EXERCISE DESCRIPTION:
Quote every one of the rows below word for word, omitting the pictures from your reply.

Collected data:

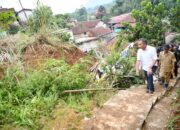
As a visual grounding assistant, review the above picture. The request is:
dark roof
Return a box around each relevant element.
[108,13,135,24]
[72,20,100,35]
[89,27,112,37]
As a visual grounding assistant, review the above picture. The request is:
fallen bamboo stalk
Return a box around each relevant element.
[63,88,127,94]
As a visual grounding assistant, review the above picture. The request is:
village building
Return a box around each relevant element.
[72,20,113,52]
[108,13,136,33]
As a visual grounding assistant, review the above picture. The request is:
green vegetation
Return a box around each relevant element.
[166,88,180,130]
[28,5,54,32]
[0,59,89,129]
[0,10,16,32]
[71,7,88,21]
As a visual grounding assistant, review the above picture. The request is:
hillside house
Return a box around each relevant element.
[108,13,136,33]
[76,27,113,52]
[72,20,113,52]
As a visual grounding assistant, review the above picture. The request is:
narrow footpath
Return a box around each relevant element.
[82,79,180,130]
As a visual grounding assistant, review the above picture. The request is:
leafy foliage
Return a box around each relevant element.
[111,0,141,15]
[0,60,89,129]
[0,10,16,31]
[72,7,88,21]
[28,5,54,32]
[55,14,71,28]
[131,0,167,46]
[169,0,180,32]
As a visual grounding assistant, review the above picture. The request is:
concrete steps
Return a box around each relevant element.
[143,81,180,130]
[82,79,177,130]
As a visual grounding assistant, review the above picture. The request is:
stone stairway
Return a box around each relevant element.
[143,80,180,130]
[82,78,178,130]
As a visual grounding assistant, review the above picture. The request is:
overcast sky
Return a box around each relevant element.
[0,0,112,14]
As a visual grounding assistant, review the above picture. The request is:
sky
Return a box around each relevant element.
[0,0,113,14]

EXERCISE RESPONSE:
As a visual grounding assistant, review the above picture. The request is:
dark roof
Return a box around each relevant element.
[108,13,135,24]
[72,20,100,35]
[89,27,112,37]
As a visual grounding assistant, review the above picture. The request is:
fallen bamboo stalk
Return a box around each relevant element.
[63,88,127,94]
As a visual grounding assistant, review the above picture. The request is:
village building
Return a box around each relevant element.
[72,20,113,52]
[108,13,136,33]
As a visual grounding assistant, review the above picture. The request is:
green vegetation
Return a box around each relevant element.
[166,88,180,130]
[28,5,54,32]
[0,59,89,129]
[0,10,16,32]
[71,7,88,21]
As a visual grounding assistant, review the above picture. The request is:
hillside house
Return a box around each relevant element.
[108,13,136,33]
[76,27,113,52]
[72,20,113,52]
As a visual grounding assistant, review the above picture. The request is:
narrow footpath
Return a box around each relevant element.
[82,79,180,130]
As a visual grounding assistant, review the above picture. The request is:
leafy foliage
Return a box around each relevant element.
[111,0,141,15]
[0,60,89,129]
[0,10,16,31]
[72,7,88,21]
[28,5,54,32]
[55,14,71,28]
[131,0,167,46]
[169,0,180,32]
As a visual grounding assistant, review the above picture. The request is:
concrete steps
Return a box around each relevant element.
[143,81,180,130]
[82,79,177,130]
As a visual grounding assistant, review the above picture. The request is:
stone stairway
Return a box around each relevant element.
[143,80,180,130]
[82,78,178,130]
As a visual grounding assistant, review the above picture. The request is:
overcast sky
Return a box around each relevant element.
[0,0,112,14]
As a visual grounding assistant, review the above picture. The request is:
sky
Return a box around each relevant element.
[0,0,113,14]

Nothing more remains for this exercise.